» TASK DETAILS: Reproduce each of the rows below verbatim, preserving every character without alteration.

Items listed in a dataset
start

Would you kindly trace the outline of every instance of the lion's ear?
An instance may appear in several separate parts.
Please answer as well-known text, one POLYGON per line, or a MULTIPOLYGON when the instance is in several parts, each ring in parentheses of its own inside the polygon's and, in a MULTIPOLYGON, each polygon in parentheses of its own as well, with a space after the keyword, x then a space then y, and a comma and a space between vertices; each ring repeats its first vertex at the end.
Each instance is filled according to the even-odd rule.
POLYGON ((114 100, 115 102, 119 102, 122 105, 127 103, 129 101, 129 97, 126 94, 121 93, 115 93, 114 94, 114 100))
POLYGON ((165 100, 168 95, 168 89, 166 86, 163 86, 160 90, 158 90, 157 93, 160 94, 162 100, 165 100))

end

» RESULT OF THE EXERCISE:
Would you kindly trace the outline of every instance of the lion's ear?
An instance may appear in several separate parts.
Please answer as well-known text, one POLYGON per line, or a MULTIPOLYGON when the instance is in several parts, each ring in parentheses of its own inside the polygon's and, in a MULTIPOLYGON, each polygon in parentheses of its own as well, with a space after the keyword, x then a space then y, and a comma and a space between vertices; each ring repeats its first vertex at the end.
Each instance is filled according to the even-odd rule.
POLYGON ((114 100, 115 102, 119 102, 122 105, 127 103, 129 101, 129 97, 126 94, 121 93, 115 93, 114 94, 114 100))
POLYGON ((165 100, 168 95, 168 89, 166 86, 163 86, 160 90, 158 90, 157 93, 160 94, 162 100, 165 100))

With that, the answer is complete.